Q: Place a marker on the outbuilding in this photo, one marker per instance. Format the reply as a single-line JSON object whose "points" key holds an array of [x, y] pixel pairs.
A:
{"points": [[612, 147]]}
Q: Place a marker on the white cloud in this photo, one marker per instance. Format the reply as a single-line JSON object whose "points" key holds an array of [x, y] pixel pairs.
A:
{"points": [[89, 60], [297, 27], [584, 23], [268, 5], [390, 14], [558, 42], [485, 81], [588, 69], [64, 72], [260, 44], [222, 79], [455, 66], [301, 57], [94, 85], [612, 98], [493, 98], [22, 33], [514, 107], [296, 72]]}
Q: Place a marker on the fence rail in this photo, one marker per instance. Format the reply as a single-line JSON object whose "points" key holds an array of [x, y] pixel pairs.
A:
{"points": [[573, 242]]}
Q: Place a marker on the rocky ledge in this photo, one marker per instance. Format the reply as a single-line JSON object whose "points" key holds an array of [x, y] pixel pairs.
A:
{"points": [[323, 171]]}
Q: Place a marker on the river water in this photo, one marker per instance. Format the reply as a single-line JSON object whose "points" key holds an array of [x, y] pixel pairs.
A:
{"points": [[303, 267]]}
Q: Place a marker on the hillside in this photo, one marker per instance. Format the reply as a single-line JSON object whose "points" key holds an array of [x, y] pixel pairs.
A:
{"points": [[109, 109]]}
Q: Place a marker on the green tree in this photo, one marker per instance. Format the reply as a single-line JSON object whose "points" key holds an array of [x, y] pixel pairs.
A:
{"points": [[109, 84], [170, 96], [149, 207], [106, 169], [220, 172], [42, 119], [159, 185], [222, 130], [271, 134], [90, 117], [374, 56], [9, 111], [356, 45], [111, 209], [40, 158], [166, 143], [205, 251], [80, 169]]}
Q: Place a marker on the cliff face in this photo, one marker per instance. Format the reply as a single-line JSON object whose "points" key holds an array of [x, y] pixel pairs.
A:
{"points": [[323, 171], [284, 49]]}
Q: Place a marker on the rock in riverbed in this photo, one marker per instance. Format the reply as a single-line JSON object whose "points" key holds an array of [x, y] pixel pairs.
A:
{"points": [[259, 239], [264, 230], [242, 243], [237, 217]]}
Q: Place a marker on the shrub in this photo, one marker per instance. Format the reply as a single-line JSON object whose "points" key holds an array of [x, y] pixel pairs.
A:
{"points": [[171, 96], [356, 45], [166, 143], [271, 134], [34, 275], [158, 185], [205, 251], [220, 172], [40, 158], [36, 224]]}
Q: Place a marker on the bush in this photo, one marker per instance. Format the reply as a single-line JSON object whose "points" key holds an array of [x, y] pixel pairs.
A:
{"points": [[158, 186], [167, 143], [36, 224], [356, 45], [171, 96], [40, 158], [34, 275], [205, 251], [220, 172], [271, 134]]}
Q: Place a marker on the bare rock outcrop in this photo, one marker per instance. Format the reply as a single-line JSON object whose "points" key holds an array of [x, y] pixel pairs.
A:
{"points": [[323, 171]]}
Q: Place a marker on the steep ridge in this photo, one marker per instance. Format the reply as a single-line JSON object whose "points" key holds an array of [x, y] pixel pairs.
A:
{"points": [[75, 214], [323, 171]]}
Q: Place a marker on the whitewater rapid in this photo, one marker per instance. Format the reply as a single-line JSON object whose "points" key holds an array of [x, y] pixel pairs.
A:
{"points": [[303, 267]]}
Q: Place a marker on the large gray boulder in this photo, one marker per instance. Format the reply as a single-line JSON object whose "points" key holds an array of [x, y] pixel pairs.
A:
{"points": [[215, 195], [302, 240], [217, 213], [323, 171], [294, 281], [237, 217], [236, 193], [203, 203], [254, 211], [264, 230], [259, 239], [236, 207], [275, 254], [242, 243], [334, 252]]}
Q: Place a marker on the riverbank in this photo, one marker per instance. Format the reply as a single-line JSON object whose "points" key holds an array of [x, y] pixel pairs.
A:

^^^^

YOUR INSTRUCTIONS: The reply should consist solely of the lines above from the one that has "Q: Place a marker on the hillside" through the one that has "Q: Place a marker on the green", reproduced exactly.

TASK OUTPUT:
Q: Place a marker on the hillside in this photo, one marker per instance. Format the reply as a single-line JSON object whose "points" key holds an array of [x, y] pixel pairs.
A:
{"points": [[109, 109]]}
Q: Place a marker on the green tree in this photo, one marker per instance. Format the reply as a single-line JSON object whose "points" key holds an array of [x, y] pixel pairs.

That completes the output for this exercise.